Stored items from a collection:
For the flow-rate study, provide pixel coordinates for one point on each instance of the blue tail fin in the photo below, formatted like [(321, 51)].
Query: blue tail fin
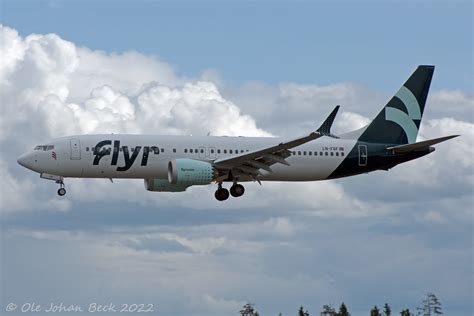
[(400, 119)]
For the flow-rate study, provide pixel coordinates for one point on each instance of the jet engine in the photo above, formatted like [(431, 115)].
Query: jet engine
[(190, 172), (163, 185)]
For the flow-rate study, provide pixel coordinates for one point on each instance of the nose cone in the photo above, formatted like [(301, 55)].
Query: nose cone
[(27, 161)]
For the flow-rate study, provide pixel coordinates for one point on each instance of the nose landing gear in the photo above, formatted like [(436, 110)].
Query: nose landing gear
[(221, 194), (61, 190)]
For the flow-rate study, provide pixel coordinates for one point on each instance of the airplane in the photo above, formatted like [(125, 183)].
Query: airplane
[(175, 163)]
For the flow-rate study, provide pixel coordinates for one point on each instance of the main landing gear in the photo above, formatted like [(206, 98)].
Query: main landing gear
[(61, 190), (222, 194)]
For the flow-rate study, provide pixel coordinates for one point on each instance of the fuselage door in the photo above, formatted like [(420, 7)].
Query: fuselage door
[(75, 149), (212, 153), (363, 155), (202, 152)]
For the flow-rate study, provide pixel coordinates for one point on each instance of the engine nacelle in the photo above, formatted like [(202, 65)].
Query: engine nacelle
[(190, 172), (163, 185)]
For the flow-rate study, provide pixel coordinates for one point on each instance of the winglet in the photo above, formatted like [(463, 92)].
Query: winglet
[(325, 128)]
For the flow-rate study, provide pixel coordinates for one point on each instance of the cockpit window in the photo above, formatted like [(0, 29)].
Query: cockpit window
[(44, 147)]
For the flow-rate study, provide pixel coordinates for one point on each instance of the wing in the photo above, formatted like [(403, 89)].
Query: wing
[(250, 163), (419, 146)]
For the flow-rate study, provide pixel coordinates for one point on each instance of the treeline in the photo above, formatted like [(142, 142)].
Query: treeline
[(431, 306)]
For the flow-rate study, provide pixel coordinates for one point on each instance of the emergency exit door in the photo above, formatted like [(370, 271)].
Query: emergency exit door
[(75, 149), (363, 155)]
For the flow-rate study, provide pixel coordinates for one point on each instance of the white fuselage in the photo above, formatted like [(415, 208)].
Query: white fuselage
[(127, 157)]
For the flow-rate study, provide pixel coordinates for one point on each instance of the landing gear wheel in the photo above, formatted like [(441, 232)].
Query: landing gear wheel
[(221, 194), (237, 190)]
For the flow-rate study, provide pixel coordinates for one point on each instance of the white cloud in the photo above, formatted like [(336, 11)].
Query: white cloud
[(271, 238)]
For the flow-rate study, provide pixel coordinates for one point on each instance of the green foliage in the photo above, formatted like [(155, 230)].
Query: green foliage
[(375, 311), (301, 312), (405, 312), (431, 306), (328, 310), (343, 310)]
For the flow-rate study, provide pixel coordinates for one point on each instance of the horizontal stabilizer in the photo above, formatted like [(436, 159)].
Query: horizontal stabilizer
[(325, 128), (420, 145)]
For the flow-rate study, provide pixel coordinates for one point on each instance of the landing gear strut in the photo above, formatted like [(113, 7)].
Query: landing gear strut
[(221, 194), (61, 190)]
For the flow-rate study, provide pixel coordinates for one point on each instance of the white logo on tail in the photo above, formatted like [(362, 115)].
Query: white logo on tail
[(405, 121)]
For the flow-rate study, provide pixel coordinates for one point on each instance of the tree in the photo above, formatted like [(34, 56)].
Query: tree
[(248, 310), (301, 312), (328, 310), (405, 312), (343, 310), (431, 306), (375, 311)]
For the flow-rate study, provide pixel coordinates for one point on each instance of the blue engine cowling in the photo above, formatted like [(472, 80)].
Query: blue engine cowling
[(163, 185), (190, 172)]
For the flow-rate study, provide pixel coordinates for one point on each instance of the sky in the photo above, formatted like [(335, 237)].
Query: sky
[(235, 68)]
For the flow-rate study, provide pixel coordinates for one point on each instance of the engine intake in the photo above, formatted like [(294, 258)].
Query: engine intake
[(190, 172)]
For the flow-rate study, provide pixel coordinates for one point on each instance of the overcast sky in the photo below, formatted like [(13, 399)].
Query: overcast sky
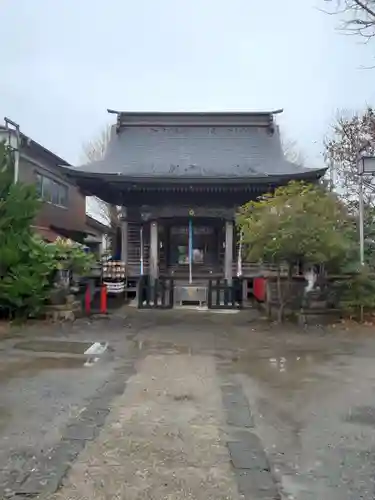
[(64, 62)]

* [WORK TO BE COMPLETED]:
Give the data again exactly. Keep the images out.

* [YOUR SOLUTION]:
For the flow-rate study, provide pixel coordinates for one point on each instance of the blue tail fin in the photo below, formatted like [(321, 51)].
Query: blue tail fin
[(400, 119)]
For the flow-rate study, provide pixel coordinates for one point on each instance of the jet engine in the photo above, formatted like [(431, 115)].
Query: jet engine
[(190, 172), (163, 185)]
For the flow-rate study, provide pixel coordinates for one point on each instance of the nose cone in the photo above, formatted like [(301, 55)].
Query: nose cone
[(27, 161)]
For the flow-rate study, provide pixel coordinates for one point on each instance of the nose landing gear in the photo above, formatted like [(436, 110)].
Query: nose landing gear
[(221, 194), (61, 190)]
For the flow-rate study, provide pixel coordinates for one point on each instance of the airplane in the photo above, formatted like [(125, 183)].
Query: airplane
[(175, 163)]
For the flow-rate study, provide pixel coordinates for one point on each instance of the main landing gear in the photo above, formatted like [(206, 98)].
Query: main landing gear
[(61, 190), (222, 194)]
For the flow-rate study, provide pixel coordinates for one point on each instance of the fuselage door in the photo above, formatted like [(420, 7)].
Query: fuselage door
[(75, 149), (212, 153), (363, 155), (202, 152)]
For the flow-rate study, provide pixel coordinates for one point on each instance of the engine nacelle in the photo above, formatted like [(202, 65)].
Query: engine nacelle
[(190, 172), (163, 185)]
For the flow-rate study, provide pixel coordinates for one point on each instance of the winglet in the photo above, formatted like [(463, 92)].
Query: winglet
[(325, 128)]
For the flow-rate study, provide pixel coordinates for one point on each instance of the cockpit window in the photo above, formatted like [(0, 29)].
Query: cockpit window
[(44, 147)]
For the flow-rate study, provide pixel coordinates for one point on each instance of the wing in the photo above, formatted like [(403, 89)].
Query: wing
[(250, 163), (419, 146)]
For the flow-rate study, provide pixel coordinates for one point on each instance of the treeline in the photo above, formatted like [(142, 142)].
Query: treeline
[(431, 306)]
For the flow-rate study, provide pixel coordinates for one point on each instance of the emergency exit door in the photo above, formatted like [(370, 271)].
Query: emergency exit door
[(75, 149), (363, 155)]
For the flow-rate study, provide pixel coordinates for one point on each instance of the white fuselage in the photo above, formatted like [(415, 208)].
Query: white fuselage
[(127, 157)]
For the flow-rate study, provide pixel coordinates for one point on each instance of the landing gear wheel in the photo above, formatted like [(441, 232)].
Query: landing gear wheel
[(221, 194), (237, 190)]
For the flow-rate study, provide pixel coordinates for one point on each instance of the white cloud in the photo above, formatted like [(336, 11)].
Query: white cloud
[(271, 238)]
For the flow-rate study, provide pixel coordinates for one point on each instance of the green foliage in the photo above, formatted like [(155, 230)].
Query: green foliage
[(375, 311), (301, 312), (405, 312), (431, 306), (328, 310), (343, 310)]
For the flow-rate study, provide pixel coordinates for one point on each instance of the horizontal stabilizer in the photo above, formatted like [(436, 159)].
Query: horizontal stabilizer
[(325, 128), (420, 145)]
For the flow-rate study, provide pixel coordinates for one point on each instance of the landing gear strut in the photo above, formatted like [(113, 7)].
Query: landing gear strut
[(221, 194), (61, 190)]
For the flow-rate study, provide pixel coordinates for one point on each instance of the white logo on tail in the photo above, formatted like [(362, 115)].
Query: white logo on tail
[(405, 121)]
For the flow-rate study, provide pixel coordinates for one point on each instance of the tree in the photo above, formatted like [(34, 56)].
Query: tree
[(248, 310), (301, 312), (328, 310), (405, 312), (343, 310), (431, 306), (375, 311)]
For the flow-rate study, provide pixel coordinates for one point on each instance of the blue engine cowling in the photo above, formatted like [(472, 80)].
Query: blue engine cowling
[(163, 185), (190, 172)]
For the flow-rate study, provide pixel coordinates for one point on each instance of the sky in the photo above, formatted like [(335, 237)].
Query: sky
[(235, 68)]
For the flow-rate study, provide pixel coordinates for one point on each instance of the engine intake in the photo above, formatted like [(294, 258)].
Query: engine intake
[(190, 172)]
For the flow-rate study, provide pixel coordinates for one point on each instance of the overcast sky in the photo below, formatted like [(13, 399)].
Query: overcast sky
[(64, 62)]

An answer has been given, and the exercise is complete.